**Description of the task**: Word for word, restate every entry that follows.

=== Section Start ===

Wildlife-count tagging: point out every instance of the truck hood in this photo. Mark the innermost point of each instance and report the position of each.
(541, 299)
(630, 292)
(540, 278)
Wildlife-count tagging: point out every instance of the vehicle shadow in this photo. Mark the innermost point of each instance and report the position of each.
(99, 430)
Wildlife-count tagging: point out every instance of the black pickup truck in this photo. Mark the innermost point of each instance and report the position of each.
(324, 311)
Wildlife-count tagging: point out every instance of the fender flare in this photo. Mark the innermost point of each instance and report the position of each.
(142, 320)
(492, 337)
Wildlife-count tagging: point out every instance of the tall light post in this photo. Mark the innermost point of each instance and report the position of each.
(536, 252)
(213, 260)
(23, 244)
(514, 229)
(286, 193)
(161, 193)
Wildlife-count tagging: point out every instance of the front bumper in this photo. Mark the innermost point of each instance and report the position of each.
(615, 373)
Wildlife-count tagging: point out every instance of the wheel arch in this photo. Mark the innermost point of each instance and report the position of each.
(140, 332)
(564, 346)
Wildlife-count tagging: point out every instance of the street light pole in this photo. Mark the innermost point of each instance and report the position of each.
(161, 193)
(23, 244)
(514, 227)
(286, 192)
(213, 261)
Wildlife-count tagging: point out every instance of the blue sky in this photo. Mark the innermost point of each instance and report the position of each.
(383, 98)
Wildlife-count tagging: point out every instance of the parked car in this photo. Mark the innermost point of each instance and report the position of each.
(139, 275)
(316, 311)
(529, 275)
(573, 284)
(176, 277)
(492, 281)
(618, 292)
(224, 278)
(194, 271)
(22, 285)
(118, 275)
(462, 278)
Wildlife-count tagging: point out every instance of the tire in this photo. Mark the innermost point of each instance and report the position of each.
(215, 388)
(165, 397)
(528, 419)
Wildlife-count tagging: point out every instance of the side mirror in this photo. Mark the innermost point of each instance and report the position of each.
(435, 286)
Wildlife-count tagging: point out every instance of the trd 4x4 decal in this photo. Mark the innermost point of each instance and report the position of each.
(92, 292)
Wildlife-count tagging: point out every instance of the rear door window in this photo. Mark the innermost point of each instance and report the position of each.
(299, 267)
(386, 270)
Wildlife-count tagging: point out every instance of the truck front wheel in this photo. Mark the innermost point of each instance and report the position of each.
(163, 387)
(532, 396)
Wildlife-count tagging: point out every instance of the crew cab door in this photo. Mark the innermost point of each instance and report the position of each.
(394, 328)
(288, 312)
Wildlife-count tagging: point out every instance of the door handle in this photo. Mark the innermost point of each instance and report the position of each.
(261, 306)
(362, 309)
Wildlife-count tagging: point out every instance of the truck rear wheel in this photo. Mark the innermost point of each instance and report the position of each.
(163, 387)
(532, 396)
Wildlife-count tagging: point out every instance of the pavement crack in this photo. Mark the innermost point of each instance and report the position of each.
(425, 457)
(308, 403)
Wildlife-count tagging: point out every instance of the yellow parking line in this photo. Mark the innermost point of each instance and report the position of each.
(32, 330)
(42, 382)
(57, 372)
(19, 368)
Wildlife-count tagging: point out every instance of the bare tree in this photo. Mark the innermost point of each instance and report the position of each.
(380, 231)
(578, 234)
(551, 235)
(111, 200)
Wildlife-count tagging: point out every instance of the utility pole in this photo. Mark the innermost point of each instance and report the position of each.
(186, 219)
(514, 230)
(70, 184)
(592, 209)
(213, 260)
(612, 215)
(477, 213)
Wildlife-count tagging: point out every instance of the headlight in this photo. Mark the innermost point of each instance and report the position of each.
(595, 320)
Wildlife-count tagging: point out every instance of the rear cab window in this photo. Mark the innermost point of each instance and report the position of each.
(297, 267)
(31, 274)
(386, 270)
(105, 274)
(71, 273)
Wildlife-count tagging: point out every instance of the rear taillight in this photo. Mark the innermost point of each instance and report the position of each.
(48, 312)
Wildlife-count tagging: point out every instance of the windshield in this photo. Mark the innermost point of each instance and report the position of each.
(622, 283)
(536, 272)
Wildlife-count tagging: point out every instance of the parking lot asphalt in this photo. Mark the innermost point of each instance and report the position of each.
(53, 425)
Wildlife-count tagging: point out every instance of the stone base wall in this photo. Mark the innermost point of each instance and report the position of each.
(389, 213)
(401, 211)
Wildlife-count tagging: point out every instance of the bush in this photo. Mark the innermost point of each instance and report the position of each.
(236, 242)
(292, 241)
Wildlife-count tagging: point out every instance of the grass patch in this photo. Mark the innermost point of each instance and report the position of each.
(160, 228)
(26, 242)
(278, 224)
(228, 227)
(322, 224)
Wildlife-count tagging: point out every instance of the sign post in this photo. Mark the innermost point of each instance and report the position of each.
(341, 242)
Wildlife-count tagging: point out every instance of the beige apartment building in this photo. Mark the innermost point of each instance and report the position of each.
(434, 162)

=== Section End ===

**Solution to the exercise**:
Wildlife-count tagging: point out every instance of the truck hood in this photo. Mark the innermost point of each instance and report the position of each.
(541, 299)
(630, 292)
(540, 278)
Wildlife-count tagging: point out every instance of the vehicle shadow in this photo. Mark the innermost point of each instance and report the position of each.
(99, 430)
Wildlife-count tagging: point out every instance of the black pickup truck in this photo. Mark the innermost point of each instance and report the position of each.
(324, 311)
Wildlife-count tagging: point out every instance of the fender flare in this photo. Mark the innermost point of each instance and report the position of each.
(142, 320)
(492, 337)
Wildlife-count tagging: point out every instance of the tall light post in this photo. Mark the innermost point of each instance and report the position of each.
(536, 252)
(213, 260)
(23, 244)
(514, 229)
(286, 193)
(161, 193)
Wildlife-count tagging: point out every instance of the front bumper in this photo. Mark the innermost point of each instance and report the position of each.
(615, 373)
Wildlife-count tagging: point out every instance of the wheel arch in this photo. Mark the innermost point of each instance and report the position of each.
(140, 332)
(564, 346)
Wildlife-count tagging: point out every instance of the street light pole in this photo. Mark the innermost point of each instance and report the position of each.
(161, 193)
(23, 244)
(514, 227)
(286, 192)
(213, 261)
Wildlife-count tagging: point out every instance of the blue sky in this photo. Mark the innermost point of each instance and report the position of each.
(383, 98)
Wildlife-count tagging: point out every instance of the parked car in this photo. Mark the innermost point of each instance and report the position of each.
(139, 275)
(316, 311)
(529, 275)
(573, 284)
(176, 277)
(492, 281)
(618, 292)
(224, 278)
(194, 271)
(22, 285)
(118, 275)
(462, 278)
Wildlife-count tagging: point out every instance of the tire in this photo. Mark the innermost point of each instance and report the position of each.
(215, 388)
(165, 397)
(528, 419)
Wildlife-count tagging: point out every instance of the side mirror in this photo. Mark the innermost point of each instance and report the position of each.
(435, 286)
Wildlife-count tagging: point out every instance of the trd 4x4 decal in this photo. Mark the innermost point of each instance and report the position of each.
(92, 292)
Wildlife-count tagging: point out every instance of the rear door window in this photo. Mark the innermost point of each instance and report the position of each.
(299, 267)
(386, 270)
Wildlife-count tagging: point out every instance of the truck front wheel in this photo. Mark the innermost point of each instance and report the position of each.
(163, 387)
(532, 396)
Wildlife-count tagging: point out every instance of the crew cab door in this photo. Mark the innermost point of each instance and report the position of each.
(394, 328)
(288, 312)
Wildlife-count tagging: point out every instance of the door handle in this photo. Mark the innermost point of each instance and report the position of each.
(261, 306)
(362, 309)
Wildlife-count tagging: point out every instance of the truck rear wheel in this photo. Mark the innermost point of each instance and report the position of each.
(163, 387)
(532, 396)
Wildlife-count tagging: point out every instance of the pavement crack in this photo. Mark the innermost point of each instance and report the position of each.
(425, 457)
(308, 403)
Wildlife-count tagging: point out every instance of the yellow parking line in this photo. Mark the innermost point of each instance and report the position of each.
(32, 330)
(42, 382)
(57, 372)
(19, 368)
Wildlife-count tagging: point out every instance of the bare tree in this photo. Mark the innermost point of each instance and report the position of each.
(380, 231)
(578, 234)
(551, 235)
(111, 200)
Wildlife-count tagging: point out every instance of the utility pole in this photo. Mark the innermost point of each instance and report the position of each.
(186, 219)
(514, 230)
(70, 184)
(592, 209)
(213, 260)
(612, 215)
(477, 213)
Wildlife-count tagging: point out every instance of the headlight in this photo. Mark the innermost point of each instance and report the position of each.
(595, 320)
Wildlife-count tagging: point out every instance of the rear cab window in this photo. Mark the innermost point of each instance and report the position of each.
(297, 267)
(31, 274)
(386, 270)
(105, 274)
(71, 273)
Wildlife-count tagging: point out every instance of the rear taillight in this photo. Mark the innermost point of each instance and report the position of each.
(48, 312)
Wildlife-count tagging: point out every instance of the windshield in this photo. Mark the innermost point of each instance and report the position of each.
(622, 283)
(536, 272)
Wildlife-count tagging: point out every instance of the parking lot asphalt in this photo. Mark the innermost point of each instance and report the position of each.
(53, 425)
Wildlife-count tagging: point out every instance of the stone base wall in this photo. Mark the innermost point of each instance and report the position of each.
(389, 213)
(401, 211)
Wildlife-count tagging: point out every instance of the bush in this photo. Mark the innermost point of each instance and report the position of each.
(236, 242)
(292, 241)
Wildlife-count tagging: point out every instance of the grass patch in this photo. Mark the innermost point of each instance and report the position of each.
(160, 228)
(26, 242)
(278, 224)
(228, 227)
(322, 224)
Wildlife-count tagging: point out every instance of the sign post in this photo. Mark the innermost point of each instance and report the position of each.
(341, 242)
Wildlife-count tagging: point out every instance of the beige apartment building in this photo. Mark the innermost point of each instance and report the position of each.
(434, 162)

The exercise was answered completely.